** BEGIN Data to process **

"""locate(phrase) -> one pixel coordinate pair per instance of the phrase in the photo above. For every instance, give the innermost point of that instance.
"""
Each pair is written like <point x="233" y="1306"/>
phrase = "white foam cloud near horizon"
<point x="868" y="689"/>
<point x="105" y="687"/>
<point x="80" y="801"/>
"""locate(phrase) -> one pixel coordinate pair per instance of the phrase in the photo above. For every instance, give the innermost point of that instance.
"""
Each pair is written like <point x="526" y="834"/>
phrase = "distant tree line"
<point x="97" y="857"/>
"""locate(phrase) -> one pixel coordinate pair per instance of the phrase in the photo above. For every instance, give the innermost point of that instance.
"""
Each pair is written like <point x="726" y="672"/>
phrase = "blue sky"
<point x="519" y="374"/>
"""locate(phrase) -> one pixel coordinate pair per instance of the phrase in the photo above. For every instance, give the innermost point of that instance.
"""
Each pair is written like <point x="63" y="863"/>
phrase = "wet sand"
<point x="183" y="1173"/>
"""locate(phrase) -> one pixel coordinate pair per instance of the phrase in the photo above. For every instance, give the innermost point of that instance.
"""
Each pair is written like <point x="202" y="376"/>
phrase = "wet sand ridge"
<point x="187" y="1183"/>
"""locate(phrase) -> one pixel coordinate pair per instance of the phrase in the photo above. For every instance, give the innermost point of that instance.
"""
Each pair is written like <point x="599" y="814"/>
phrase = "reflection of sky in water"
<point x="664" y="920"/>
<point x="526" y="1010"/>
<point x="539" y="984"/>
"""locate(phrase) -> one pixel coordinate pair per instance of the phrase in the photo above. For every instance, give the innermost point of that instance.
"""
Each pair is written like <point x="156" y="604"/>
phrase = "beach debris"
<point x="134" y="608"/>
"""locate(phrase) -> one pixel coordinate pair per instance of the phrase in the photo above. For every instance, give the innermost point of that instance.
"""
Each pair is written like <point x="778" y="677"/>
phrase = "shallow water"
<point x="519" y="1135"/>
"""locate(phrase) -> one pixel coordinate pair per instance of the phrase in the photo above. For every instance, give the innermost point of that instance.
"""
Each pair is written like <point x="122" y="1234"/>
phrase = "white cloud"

** END Data to process **

== Description of the task ==
Take the listing above and set it down exactly.

== Solution ==
"""locate(phrase) -> one pixel coordinate pair per instance of the phrase in the photo above. For every instance, give the innermost point of that instance.
"""
Each pair is written like <point x="233" y="1306"/>
phrase = "white foam cloud near horizon"
<point x="868" y="689"/>
<point x="105" y="687"/>
<point x="80" y="801"/>
"""locate(phrase) -> one pixel coordinate pair per instance of the phrase in the photo above. For every instance, give the innermost point of that instance.
"""
Each pair is written like <point x="526" y="834"/>
phrase = "distant tree line"
<point x="97" y="857"/>
"""locate(phrase) -> one pixel coordinate pair per instance of the phrase in the photo above. For every instance, give the innermost point of that instance.
"""
Each pair is written like <point x="726" y="672"/>
phrase = "blue sky"
<point x="519" y="374"/>
"""locate(phrase) -> one pixel coordinate pair per instance of the phrase in the photo above. For every instance, give the innermost point of that instance.
"""
Each pair is written like <point x="63" y="863"/>
phrase = "wet sand"
<point x="183" y="1173"/>
"""locate(phrase) -> one pixel coordinate pair per instance of the phrase in the photo above. For every instance, give the innermost point of that instance.
"""
Each pair is written like <point x="202" y="376"/>
phrase = "wet sand ridge"
<point x="187" y="1183"/>
"""locate(phrase) -> one pixel coordinate pair per instance of the phrase in the photo above. For every instance, give the innermost point of that instance.
"""
Each pair is written like <point x="599" y="814"/>
phrase = "reflection of sky in water"
<point x="664" y="920"/>
<point x="526" y="1010"/>
<point x="539" y="984"/>
"""locate(phrase) -> one pixel coordinate pair per instance of the phrase in the photo above. For every instance, give the innermost point of that instance.
"""
Each pair is written like <point x="156" y="604"/>
phrase = "beach debris"
<point x="134" y="608"/>
"""locate(phrase) -> one pixel coordinate pair per instance of the phrase in the photo above. For every instance, give the innermost point of that instance.
"""
Each pair is written like <point x="778" y="677"/>
phrase = "shallow water"
<point x="519" y="1135"/>
"""locate(phrase) -> one pixel coordinate pair per instance of the phrase in the photo above. For every instance, give the innermost point of that instance.
"""
Each pair is written like <point x="122" y="1234"/>
phrase = "white cloud"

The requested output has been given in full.